───── Dataset extract
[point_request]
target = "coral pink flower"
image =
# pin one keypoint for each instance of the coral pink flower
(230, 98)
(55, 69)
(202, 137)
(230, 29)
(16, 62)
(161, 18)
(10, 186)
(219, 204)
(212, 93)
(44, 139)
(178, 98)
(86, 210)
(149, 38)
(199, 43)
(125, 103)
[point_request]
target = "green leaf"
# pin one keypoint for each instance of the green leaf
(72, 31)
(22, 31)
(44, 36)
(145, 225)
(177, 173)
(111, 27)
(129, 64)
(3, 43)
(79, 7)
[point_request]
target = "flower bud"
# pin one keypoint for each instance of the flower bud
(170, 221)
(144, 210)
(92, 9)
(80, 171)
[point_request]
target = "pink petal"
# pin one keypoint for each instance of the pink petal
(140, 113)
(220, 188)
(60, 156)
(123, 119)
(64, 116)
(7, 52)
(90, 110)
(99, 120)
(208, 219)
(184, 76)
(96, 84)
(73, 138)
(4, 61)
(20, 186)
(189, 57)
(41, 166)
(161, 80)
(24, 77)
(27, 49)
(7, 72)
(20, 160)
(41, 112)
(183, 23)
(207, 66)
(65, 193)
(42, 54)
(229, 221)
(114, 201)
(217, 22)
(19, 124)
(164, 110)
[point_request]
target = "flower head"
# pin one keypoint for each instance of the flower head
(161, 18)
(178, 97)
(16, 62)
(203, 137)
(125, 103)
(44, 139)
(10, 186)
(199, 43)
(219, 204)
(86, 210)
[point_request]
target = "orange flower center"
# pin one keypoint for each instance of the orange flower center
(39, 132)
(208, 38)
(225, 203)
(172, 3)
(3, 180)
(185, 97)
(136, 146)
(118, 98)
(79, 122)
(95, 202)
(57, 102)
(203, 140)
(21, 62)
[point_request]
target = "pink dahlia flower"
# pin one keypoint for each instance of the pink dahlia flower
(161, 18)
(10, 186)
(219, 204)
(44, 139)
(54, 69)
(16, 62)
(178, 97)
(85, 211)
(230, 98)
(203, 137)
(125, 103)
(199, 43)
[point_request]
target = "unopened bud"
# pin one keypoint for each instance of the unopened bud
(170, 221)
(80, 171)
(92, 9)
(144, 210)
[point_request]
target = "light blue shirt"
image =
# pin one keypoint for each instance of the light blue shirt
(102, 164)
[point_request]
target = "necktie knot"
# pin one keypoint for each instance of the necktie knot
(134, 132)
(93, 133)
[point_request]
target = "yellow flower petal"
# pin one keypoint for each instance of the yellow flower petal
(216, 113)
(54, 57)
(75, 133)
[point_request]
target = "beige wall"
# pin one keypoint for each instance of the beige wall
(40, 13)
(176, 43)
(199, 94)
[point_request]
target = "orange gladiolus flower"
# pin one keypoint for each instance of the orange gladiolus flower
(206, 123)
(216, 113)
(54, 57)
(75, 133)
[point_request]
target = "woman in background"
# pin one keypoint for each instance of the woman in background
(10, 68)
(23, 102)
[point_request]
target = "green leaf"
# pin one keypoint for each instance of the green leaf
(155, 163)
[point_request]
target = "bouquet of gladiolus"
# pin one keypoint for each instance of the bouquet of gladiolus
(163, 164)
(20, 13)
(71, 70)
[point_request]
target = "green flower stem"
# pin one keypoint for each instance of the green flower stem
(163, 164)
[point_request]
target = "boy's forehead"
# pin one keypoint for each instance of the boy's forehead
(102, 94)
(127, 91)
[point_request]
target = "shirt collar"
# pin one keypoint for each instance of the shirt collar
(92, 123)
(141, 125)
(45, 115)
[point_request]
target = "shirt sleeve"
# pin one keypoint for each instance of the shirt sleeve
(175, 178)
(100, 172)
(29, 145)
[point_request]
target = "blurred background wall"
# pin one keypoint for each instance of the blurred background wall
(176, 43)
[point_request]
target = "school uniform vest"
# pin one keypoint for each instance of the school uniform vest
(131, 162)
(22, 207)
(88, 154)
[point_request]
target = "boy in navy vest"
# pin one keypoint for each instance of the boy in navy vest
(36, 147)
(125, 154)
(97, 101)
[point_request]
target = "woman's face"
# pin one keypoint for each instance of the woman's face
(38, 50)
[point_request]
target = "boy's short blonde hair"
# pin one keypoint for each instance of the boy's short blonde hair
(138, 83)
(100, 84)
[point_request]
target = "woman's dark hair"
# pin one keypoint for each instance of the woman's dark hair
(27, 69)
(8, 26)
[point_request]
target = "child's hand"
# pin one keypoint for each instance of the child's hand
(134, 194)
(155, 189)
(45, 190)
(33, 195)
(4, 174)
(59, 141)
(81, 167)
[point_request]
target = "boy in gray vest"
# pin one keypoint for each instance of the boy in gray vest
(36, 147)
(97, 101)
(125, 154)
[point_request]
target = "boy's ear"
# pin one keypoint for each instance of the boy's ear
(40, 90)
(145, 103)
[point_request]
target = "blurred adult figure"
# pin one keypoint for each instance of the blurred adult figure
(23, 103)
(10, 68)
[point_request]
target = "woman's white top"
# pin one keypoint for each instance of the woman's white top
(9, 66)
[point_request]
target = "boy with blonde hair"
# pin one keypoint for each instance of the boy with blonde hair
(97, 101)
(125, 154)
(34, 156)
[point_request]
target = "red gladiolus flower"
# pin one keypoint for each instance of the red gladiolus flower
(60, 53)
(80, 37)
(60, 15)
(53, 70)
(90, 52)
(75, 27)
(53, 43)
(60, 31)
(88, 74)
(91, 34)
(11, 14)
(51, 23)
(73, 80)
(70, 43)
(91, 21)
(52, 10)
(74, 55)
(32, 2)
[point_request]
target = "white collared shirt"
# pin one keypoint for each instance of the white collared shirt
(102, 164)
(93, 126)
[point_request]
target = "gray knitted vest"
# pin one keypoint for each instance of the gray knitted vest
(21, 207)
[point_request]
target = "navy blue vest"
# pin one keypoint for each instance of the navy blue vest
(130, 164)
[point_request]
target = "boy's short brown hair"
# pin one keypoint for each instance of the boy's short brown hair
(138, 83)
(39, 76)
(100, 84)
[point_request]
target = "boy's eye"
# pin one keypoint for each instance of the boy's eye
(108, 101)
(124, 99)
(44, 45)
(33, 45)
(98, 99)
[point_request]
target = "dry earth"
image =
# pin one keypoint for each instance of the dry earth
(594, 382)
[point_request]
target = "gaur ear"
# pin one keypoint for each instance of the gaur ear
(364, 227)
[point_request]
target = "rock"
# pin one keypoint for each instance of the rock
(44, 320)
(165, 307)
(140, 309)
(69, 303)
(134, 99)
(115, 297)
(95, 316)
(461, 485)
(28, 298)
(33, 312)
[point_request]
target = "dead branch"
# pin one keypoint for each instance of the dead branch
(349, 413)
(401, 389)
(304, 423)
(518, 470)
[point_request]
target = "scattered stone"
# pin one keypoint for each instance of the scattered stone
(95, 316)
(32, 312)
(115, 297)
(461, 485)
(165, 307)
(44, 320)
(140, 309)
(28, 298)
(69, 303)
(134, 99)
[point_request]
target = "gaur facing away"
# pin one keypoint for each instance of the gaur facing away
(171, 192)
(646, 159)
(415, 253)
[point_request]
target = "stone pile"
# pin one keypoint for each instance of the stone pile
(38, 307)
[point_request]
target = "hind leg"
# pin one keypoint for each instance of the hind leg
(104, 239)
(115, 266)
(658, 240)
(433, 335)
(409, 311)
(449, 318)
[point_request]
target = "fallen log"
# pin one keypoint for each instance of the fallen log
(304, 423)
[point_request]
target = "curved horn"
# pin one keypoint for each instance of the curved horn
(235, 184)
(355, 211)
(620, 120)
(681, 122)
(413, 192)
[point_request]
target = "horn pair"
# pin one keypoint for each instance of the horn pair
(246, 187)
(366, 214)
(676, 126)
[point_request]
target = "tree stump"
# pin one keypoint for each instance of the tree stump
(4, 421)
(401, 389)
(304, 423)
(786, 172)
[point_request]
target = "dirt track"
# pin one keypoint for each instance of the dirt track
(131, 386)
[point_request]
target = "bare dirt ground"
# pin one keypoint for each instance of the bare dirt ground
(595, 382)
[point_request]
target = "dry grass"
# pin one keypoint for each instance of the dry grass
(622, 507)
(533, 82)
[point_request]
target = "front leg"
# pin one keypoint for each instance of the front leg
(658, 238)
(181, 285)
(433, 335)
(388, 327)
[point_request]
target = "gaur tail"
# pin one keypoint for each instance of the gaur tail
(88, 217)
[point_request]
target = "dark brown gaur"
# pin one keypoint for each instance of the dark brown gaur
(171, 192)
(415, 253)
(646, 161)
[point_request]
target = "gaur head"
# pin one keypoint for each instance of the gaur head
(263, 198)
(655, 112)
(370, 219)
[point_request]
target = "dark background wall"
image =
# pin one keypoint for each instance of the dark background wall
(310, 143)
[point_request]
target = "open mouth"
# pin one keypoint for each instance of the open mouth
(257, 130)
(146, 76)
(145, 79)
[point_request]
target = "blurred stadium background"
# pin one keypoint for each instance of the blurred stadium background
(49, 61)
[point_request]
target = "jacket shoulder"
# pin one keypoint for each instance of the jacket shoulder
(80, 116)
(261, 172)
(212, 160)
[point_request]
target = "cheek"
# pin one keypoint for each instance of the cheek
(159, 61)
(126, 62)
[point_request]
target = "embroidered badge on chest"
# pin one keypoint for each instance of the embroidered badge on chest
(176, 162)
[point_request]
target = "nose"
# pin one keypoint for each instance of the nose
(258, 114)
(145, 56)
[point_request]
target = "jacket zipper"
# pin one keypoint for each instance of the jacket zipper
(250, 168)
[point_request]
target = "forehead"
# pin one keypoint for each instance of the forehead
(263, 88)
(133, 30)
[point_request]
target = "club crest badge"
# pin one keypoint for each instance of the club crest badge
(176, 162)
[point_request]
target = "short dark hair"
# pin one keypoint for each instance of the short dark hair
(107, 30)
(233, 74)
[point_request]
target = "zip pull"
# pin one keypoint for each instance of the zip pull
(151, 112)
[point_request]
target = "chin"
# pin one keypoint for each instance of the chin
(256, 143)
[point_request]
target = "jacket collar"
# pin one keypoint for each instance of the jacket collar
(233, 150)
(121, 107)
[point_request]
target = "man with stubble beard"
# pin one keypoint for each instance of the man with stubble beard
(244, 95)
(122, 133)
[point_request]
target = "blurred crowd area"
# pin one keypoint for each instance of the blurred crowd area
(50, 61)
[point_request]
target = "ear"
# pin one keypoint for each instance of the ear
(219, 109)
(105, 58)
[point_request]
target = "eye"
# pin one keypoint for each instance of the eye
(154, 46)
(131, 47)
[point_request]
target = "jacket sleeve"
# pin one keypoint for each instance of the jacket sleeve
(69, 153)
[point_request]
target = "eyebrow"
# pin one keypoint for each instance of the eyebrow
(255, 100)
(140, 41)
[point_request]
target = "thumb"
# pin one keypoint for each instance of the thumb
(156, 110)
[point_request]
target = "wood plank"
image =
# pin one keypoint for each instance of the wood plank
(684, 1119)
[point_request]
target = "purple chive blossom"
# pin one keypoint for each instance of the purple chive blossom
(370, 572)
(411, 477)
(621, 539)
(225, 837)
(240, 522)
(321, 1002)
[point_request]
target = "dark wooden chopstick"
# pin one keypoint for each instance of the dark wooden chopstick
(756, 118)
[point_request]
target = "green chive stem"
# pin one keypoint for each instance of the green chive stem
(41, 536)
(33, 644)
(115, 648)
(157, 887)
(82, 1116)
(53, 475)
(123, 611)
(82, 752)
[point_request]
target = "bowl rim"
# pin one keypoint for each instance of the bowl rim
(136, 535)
──────────
> What you are asked to do
Which lines in the entries above contain the string "nose"? List each such line in full, and treat uppercase and lowercase as different.

> Solution to this task
target = "nose"
# pin one keypoint for each instance of the nose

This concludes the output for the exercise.